### READING PASSAGE:
++++

Industry Spotlight: Infinera’s Robert Maher on Embedded Coherent Engines, Pluggables and More

The optical industry’s job is never done, as there is always a need for more speed and bandwidth. I remember clearly when Infinera burst onto the scene in the mid-2000s with new Indium Phosphide technology and photonic integrated circuits to challenge the status quo. There’s been a lot of change since then, and plenty more still to come.  With us today to talk about Infinera’s viewpoint on where we are and where we are going in the world of optics and bandwidth is Robert Maher, CTO of Infinera’s Optical Modules and Coherent Solutions.

TR: What is your background and how did you land in the CTO slot at Infinera?

RM: I grew up in Dublin, Ireland, where I completed my bachelor’s degree in electronic engineering. At the end of my engineering degree, I felt like I needed to know a bit more, so I did a Ph.D. in optical communications. That was really the starting point, as I was completing my Ph.D., I was traveling to conferences like OFC, ECOC, and such. I would attend these events and remember when Infinera used to have a truck and they looked like a real leader in innovation in this space. After I finished my Ph.D., I did six years of research at University College London. I got to the point where the question was, should I be a lecturer, or should I move into the industry? Really, Infinera was the only company I considered, and so in 2016, I moved straight from London all the way to San Jose to work with Infinera. It’s been fantastic ever since.

TR: What does Infinera’s portfolio look like right now?

RM: ICE6 is our current embedded engine and has been on the market now for a couple of years.  It is very popular for metro, regional, long haul, and all the way to subsea applications. It was the first coherent engine ever to support symbol rates of over 100GBd, and today it has all these innovative features that enable us to provide the best-in-class performance at 800G, at the lowest cost and power per bit. It has set a lot of records in both the subsea and terrestrial spaces. The next generation of that embedded engine is really going to be ICE7, which is coming out next year. ICE7 will increase the symbol rates and the data rates with the sole purpose of driving down power and cost-per-bit. That’s what everybody ultimately cares about. ICE7 will be 1.2Tbps per channel, and then ICE8 with 2.4Tbps per channel. 

But of course, we’re now moving heavily into coherent pluggables. Our first fully vertically integrated 400G pluggable has been generally available since Q1 of this year. This is where we have XR optics, an innovation that Infinera has developed and is setting the groundwork for. Our 400G pluggable offers a small form factor (QSFP-DD and CFP2) and can serve traditional P2P transmission applications, like ZR and ZR+, but also opens a whole new landscape of point-to-multipoint. We see a whole host of applications at the edge of the network: talking to 5G radio towers, building capacity to business customers across PON networks, edge computing, or even looking at intra-data-center fabrics for AI clusters and things like that.  We’re the first product ever that can achieve coherent point-to-multipoint.

++++

Excerpts from point annotation data:
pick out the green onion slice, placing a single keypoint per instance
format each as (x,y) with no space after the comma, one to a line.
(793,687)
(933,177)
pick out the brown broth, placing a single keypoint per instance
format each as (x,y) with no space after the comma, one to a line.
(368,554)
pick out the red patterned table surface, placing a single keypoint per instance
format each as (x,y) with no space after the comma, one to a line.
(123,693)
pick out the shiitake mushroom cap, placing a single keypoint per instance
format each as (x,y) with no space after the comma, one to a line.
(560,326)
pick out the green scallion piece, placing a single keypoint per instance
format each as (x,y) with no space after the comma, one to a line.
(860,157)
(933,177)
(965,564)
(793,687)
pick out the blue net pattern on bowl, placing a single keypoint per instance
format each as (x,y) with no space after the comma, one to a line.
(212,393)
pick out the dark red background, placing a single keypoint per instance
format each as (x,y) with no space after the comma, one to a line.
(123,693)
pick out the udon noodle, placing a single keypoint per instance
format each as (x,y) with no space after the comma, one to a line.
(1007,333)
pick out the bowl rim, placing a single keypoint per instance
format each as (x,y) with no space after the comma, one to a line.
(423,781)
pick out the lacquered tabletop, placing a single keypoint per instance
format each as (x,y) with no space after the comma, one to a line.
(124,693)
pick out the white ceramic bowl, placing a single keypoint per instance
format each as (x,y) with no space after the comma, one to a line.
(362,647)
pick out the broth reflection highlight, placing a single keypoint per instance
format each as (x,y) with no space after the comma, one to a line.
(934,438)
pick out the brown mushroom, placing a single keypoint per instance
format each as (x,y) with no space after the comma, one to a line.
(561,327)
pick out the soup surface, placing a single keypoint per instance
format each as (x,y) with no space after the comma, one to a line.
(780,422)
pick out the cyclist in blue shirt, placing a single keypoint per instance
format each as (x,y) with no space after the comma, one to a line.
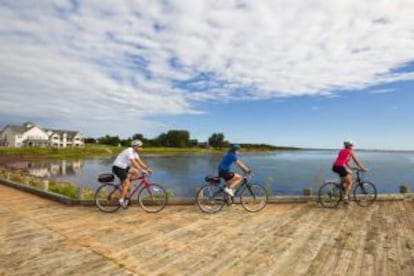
(232,179)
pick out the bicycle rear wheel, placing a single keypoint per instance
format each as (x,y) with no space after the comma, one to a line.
(253,197)
(330,195)
(365,193)
(153,198)
(107,197)
(210,198)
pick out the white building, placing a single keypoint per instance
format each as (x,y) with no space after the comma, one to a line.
(30,135)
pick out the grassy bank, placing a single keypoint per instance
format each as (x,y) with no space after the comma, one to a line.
(94,150)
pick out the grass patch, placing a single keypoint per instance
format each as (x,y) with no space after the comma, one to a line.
(66,189)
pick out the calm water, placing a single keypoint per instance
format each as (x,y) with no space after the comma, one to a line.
(288,173)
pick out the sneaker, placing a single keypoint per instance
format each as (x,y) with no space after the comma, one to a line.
(346,202)
(229,191)
(123,203)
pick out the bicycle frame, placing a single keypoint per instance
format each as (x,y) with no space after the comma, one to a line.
(137,187)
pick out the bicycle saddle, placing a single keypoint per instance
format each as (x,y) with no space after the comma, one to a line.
(212,179)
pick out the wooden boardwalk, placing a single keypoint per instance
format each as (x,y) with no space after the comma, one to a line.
(41,237)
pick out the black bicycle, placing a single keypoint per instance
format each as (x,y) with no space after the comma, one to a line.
(211,197)
(331,193)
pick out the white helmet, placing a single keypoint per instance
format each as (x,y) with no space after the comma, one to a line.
(136,143)
(348,142)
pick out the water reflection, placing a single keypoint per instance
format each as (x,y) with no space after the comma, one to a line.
(50,168)
(285,173)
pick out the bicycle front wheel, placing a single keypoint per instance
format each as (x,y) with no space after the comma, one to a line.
(107,197)
(330,195)
(365,193)
(210,198)
(253,197)
(152,198)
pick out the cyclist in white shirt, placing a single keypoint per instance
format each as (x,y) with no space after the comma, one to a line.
(128,162)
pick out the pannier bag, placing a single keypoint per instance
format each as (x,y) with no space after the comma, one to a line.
(106,177)
(212,179)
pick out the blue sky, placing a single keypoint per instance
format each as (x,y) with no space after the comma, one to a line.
(288,73)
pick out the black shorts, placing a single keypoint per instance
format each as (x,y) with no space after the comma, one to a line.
(340,170)
(226,175)
(121,173)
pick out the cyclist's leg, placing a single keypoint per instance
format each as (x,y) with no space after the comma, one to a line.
(234,181)
(122,174)
(346,177)
(348,183)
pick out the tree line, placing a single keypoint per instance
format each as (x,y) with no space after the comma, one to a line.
(179,139)
(172,138)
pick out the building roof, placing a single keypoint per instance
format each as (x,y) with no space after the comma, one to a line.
(60,132)
(17,129)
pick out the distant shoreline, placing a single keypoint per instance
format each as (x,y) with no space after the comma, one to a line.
(93,151)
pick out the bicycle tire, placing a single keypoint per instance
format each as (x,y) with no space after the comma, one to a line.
(152,198)
(210,198)
(365,193)
(253,197)
(107,197)
(330,195)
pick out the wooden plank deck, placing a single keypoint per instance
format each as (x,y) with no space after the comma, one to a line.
(40,237)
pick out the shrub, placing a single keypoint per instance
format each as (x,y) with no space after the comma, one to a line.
(404,189)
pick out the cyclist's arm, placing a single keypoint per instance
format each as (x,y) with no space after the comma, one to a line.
(356,160)
(142,166)
(242,166)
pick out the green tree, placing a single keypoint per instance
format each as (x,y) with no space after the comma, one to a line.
(110,140)
(216,140)
(178,138)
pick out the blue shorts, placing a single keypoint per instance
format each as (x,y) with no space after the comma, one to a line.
(226,175)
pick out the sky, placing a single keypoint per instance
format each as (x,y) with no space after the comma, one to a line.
(282,72)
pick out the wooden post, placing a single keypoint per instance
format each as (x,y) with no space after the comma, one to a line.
(307,191)
(45,185)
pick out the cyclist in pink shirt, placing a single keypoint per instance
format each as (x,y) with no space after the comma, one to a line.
(341,166)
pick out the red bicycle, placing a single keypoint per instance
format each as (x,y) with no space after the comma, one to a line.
(151,197)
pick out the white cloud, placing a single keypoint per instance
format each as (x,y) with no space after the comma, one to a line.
(101,59)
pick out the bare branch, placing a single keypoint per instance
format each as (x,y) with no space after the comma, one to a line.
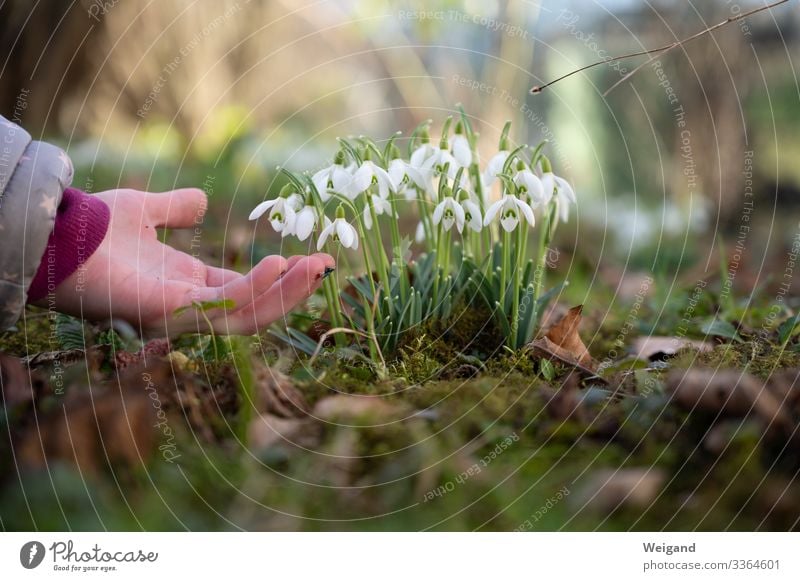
(655,51)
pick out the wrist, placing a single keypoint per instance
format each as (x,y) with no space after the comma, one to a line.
(80,226)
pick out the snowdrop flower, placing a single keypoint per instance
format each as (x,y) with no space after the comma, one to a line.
(335,177)
(420,155)
(403,175)
(381,206)
(442,157)
(369,173)
(460,148)
(508,208)
(282,212)
(563,192)
(530,187)
(419,235)
(494,167)
(472,215)
(342,232)
(449,212)
(305,222)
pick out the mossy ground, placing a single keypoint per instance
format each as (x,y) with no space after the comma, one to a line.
(437,460)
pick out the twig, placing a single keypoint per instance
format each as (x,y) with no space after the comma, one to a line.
(539,88)
(330,332)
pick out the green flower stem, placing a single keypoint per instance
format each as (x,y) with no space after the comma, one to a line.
(545,236)
(383,271)
(505,270)
(330,287)
(519,259)
(401,265)
(439,270)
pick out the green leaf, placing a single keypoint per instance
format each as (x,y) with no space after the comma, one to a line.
(546,369)
(788,329)
(205,306)
(70,332)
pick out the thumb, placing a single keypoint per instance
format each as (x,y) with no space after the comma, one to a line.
(179,208)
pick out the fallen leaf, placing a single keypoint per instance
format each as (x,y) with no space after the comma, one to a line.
(277,394)
(727,391)
(266,430)
(608,490)
(14,382)
(155,349)
(656,347)
(562,342)
(565,335)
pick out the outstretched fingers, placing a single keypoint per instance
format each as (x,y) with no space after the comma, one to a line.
(296,285)
(181,208)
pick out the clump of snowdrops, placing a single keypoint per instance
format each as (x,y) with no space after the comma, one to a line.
(475,226)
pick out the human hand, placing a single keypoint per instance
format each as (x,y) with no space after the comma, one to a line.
(134,277)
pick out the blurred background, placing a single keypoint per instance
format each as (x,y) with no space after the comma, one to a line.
(700,146)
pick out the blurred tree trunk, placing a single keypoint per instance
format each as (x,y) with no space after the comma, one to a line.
(44,48)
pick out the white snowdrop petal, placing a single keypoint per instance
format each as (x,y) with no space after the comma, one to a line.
(419,235)
(259,210)
(345,232)
(492,212)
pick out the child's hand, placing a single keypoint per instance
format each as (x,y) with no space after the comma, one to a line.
(133,276)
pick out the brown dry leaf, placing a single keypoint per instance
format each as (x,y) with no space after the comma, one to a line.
(277,394)
(563,342)
(14,382)
(175,390)
(656,347)
(267,430)
(565,335)
(606,490)
(727,391)
(155,349)
(91,430)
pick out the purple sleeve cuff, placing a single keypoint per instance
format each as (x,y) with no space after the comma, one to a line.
(80,226)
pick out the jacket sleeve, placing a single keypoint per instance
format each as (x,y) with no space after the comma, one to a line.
(33,177)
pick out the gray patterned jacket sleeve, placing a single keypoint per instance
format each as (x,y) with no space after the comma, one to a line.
(33,177)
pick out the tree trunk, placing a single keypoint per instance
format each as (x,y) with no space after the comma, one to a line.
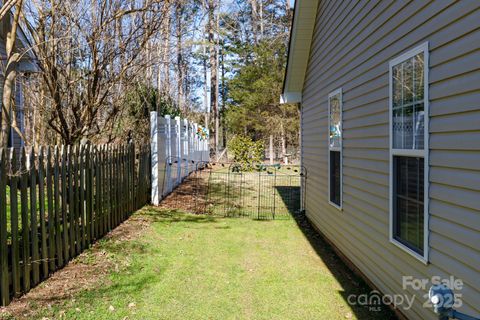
(8,114)
(213,71)
(284,143)
(271,150)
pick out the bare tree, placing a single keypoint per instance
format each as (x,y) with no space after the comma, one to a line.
(8,111)
(88,52)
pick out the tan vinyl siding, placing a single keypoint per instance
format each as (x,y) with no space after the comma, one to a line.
(352,45)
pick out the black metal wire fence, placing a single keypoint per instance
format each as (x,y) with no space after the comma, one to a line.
(232,190)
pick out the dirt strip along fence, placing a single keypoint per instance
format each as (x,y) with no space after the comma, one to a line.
(57,201)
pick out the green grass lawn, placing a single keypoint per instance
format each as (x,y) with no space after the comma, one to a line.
(202,267)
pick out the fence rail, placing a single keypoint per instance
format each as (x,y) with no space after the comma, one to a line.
(231,190)
(55,202)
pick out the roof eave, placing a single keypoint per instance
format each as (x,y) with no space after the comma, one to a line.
(303,24)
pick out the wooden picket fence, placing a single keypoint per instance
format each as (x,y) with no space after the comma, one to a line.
(55,202)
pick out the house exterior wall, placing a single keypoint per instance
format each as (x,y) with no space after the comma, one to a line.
(353,42)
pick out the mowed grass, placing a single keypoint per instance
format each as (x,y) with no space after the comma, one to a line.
(201,267)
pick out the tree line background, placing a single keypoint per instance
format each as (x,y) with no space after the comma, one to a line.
(104,65)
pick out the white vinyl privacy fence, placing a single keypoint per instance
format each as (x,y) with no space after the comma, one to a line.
(178,147)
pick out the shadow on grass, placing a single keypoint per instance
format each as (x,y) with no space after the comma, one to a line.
(351,283)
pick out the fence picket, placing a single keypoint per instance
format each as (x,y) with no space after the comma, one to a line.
(85,192)
(56,199)
(33,218)
(41,199)
(66,243)
(51,219)
(15,247)
(26,257)
(4,283)
(61,201)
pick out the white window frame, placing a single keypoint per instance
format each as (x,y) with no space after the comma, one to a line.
(339,149)
(423,48)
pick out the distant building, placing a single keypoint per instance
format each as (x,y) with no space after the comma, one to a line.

++++

### SET OF TASKS:
a – Answer these questions about the interview, one per line:
(i) In what city and country did Robert Maher complete his bachelor's degree?
(ii) What data rate per channel will ICE7 offer?
(iii) Since when has Infinera's first fully vertically integrated 400G pluggable been generally available?
b – Set out the lines of the records as a numbered list. Start with the line that contains "pick out the white window", end with the final line of the records, and omit any blank lines.

### FINAL RESULTS:
a –
(i) Dublin, Ireland
(ii) 1.2Tbps per channel
(iii) Since Q1 of this year

b –
1. pick out the white window frame, placing a single keypoint per instance
2. format each as (x,y) with no space after the comma, one to a line.
3. (339,149)
4. (423,48)
5. pick out the distant building, placing a single keypoint per instance
6. format each as (x,y) with no space after the comma, one to a line.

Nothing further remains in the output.